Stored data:
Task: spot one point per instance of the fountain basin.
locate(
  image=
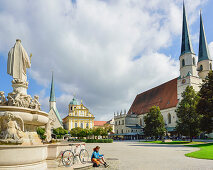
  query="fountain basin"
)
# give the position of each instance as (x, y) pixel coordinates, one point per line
(17, 155)
(29, 116)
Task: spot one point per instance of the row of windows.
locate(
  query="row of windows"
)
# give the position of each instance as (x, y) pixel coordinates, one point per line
(119, 122)
(81, 125)
(183, 62)
(128, 131)
(201, 66)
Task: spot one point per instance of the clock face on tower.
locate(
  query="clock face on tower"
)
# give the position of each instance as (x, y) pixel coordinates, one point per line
(183, 81)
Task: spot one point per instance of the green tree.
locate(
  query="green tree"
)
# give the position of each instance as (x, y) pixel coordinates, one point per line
(40, 132)
(104, 132)
(154, 123)
(188, 122)
(60, 132)
(75, 132)
(205, 104)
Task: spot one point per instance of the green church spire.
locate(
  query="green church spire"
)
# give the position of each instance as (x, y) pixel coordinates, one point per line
(186, 46)
(52, 91)
(203, 46)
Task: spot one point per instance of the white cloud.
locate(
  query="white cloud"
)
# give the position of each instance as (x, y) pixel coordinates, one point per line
(91, 46)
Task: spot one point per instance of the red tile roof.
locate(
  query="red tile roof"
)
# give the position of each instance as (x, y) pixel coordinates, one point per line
(164, 96)
(99, 123)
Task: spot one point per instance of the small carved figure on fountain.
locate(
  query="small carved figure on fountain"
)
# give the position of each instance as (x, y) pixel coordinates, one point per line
(18, 100)
(11, 101)
(3, 100)
(26, 101)
(12, 128)
(48, 128)
(35, 103)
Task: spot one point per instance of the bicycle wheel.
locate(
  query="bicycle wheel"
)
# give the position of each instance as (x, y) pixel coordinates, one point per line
(84, 156)
(67, 158)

# What to work on
Write out all the entries exactly, except for the pictures.

# Solution to this problem
Task: spot one point per instance of the fountain basin.
locate(
  image=
  query="fountain basin"
)
# give the position of each instance as (x, y) pixel coordinates, one point per line
(17, 155)
(29, 116)
Task: spot one point per instance of the row of windows.
locate(
  query="row of windows"
)
# give the position of each instance as (x, y) pixel coordinates, one point per line
(119, 122)
(81, 125)
(183, 62)
(128, 131)
(201, 66)
Task: spot one point per instance of the clock face on tower.
locate(
  query="clock face on tower"
)
# give the position of each instance as (x, y) pixel coordinates, one point per line
(183, 81)
Task: spot one point per instance of the green tree.
locate(
  query="green tree"
)
# give the position of each instance as (x, y) pixel coordinates, one point per line
(40, 132)
(104, 132)
(154, 123)
(188, 122)
(60, 132)
(75, 132)
(205, 104)
Task: spot one point per instance of the green church spire.
locate(
  query="green church spire"
)
# give the position of each instance as (x, y) pixel coordinates, one point per line
(186, 46)
(52, 91)
(203, 46)
Task: spot one point per instance of the white cloud.
locate(
  query="white cloud"
)
# give the position of each instance as (x, y) pixel coordinates, one point per line
(91, 46)
Task: spot one point per instance of the red tile roof.
locate(
  query="red tile roof"
)
# give the position of each instance as (x, y) pixel coordinates, one point per line
(164, 96)
(99, 123)
Task: spot one point per instance of the small carved figure on fountain.
locate(
  query="small carved figure on fountain"
)
# give the position of each instance as (x, y) pixel coordinates, one point per line
(18, 100)
(11, 101)
(3, 100)
(26, 101)
(12, 128)
(48, 128)
(35, 103)
Task: spot one point per instance of the bicycle wheel.
locate(
  query="bicycle wheel"
)
# give the position of each instance as (x, y) pixel coordinates, one point per line
(84, 156)
(67, 158)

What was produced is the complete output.